■ **Written exercise**: Could you rewrite the lines of the data below, from the line holding "Each instance receives one keypoint. Mark the shrub" through the end of the data, inclusive, with every coordinate in the answers offset by 18 and each request kept as it is? Give only those lines.

┄┄┄┄┄┄┄┄┄┄┄┄┄┄┄┄┄┄┄┄

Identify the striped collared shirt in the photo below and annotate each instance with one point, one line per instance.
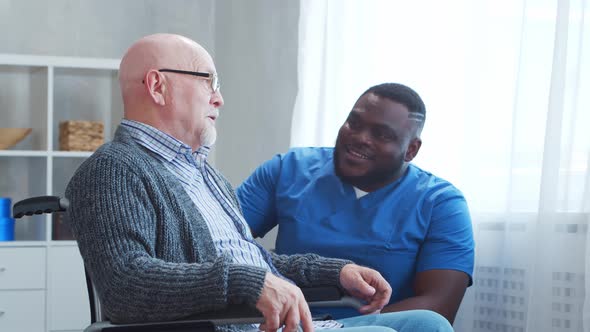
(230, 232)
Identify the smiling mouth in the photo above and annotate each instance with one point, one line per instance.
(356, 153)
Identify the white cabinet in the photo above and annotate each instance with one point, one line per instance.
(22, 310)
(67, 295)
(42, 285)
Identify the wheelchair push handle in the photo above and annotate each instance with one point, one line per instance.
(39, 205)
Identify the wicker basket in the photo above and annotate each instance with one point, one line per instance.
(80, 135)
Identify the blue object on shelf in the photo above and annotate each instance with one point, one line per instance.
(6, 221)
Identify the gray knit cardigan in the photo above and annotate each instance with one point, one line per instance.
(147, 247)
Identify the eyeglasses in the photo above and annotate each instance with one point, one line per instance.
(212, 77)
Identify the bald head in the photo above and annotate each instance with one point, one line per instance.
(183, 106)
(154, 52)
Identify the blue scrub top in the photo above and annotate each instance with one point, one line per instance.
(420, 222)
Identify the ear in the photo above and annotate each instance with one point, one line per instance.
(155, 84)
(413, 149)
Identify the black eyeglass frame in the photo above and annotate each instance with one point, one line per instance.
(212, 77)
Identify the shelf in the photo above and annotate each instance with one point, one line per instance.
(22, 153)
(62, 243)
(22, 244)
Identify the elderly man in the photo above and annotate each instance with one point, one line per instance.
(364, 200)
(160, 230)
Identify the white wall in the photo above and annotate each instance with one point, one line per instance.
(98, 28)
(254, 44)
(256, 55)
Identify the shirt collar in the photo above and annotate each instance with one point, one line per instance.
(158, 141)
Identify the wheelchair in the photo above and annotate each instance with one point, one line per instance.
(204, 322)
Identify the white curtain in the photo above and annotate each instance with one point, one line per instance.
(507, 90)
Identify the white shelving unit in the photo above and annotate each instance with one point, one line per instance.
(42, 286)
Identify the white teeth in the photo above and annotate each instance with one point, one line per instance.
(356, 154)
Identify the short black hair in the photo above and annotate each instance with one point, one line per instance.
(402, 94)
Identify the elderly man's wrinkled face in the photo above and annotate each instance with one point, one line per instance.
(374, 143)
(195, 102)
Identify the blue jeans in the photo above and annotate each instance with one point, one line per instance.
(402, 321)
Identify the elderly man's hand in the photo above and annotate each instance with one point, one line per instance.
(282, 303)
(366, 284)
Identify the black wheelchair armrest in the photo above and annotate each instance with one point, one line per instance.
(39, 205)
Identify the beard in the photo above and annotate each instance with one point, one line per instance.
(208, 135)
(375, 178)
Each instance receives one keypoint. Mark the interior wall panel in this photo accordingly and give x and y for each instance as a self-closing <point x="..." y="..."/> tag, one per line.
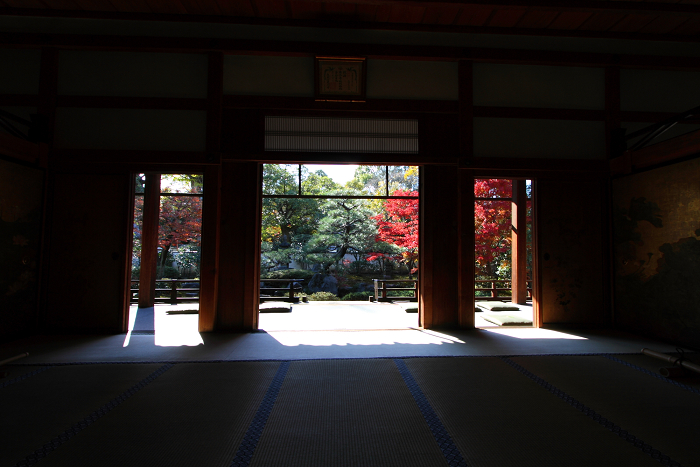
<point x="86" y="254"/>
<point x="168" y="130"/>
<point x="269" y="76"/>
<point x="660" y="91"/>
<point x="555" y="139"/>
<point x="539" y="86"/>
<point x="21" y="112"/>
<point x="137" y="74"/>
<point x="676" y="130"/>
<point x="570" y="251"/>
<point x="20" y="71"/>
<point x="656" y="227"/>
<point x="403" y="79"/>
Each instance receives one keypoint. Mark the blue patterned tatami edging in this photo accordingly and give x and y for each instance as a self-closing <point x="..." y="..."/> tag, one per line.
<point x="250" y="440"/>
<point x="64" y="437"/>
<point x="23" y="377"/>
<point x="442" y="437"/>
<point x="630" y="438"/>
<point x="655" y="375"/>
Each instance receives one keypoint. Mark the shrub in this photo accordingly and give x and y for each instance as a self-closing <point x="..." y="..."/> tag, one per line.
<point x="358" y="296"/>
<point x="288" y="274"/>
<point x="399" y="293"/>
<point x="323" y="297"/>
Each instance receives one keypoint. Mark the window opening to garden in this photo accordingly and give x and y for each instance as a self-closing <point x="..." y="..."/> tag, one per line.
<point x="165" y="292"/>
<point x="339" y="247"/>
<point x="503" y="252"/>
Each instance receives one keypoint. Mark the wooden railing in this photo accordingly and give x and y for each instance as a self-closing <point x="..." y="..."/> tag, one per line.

┄┄┄┄┄┄┄┄┄┄┄┄┄┄┄┄┄┄┄┄

■ **Result for this task**:
Each instance receives one keypoint. Mark the shrub in this photo accordingly and give x and y for each instance as a self-closing <point x="..." y="..."/> tag, one per line.
<point x="376" y="314"/>
<point x="306" y="292"/>
<point x="417" y="311"/>
<point x="341" y="315"/>
Each instance receives one keypoint. Mark the window opening to garden in this photo accordingly and give x and y for each instance as a self-closing <point x="..." y="..."/> tag, one per line.
<point x="183" y="310"/>
<point x="357" y="265"/>
<point x="521" y="270"/>
Each instance receives one keypoint. Mark the wooden railing in this photo accordingly and give x and y for each instance as a self-closing <point x="..." y="..."/> tag, one per line.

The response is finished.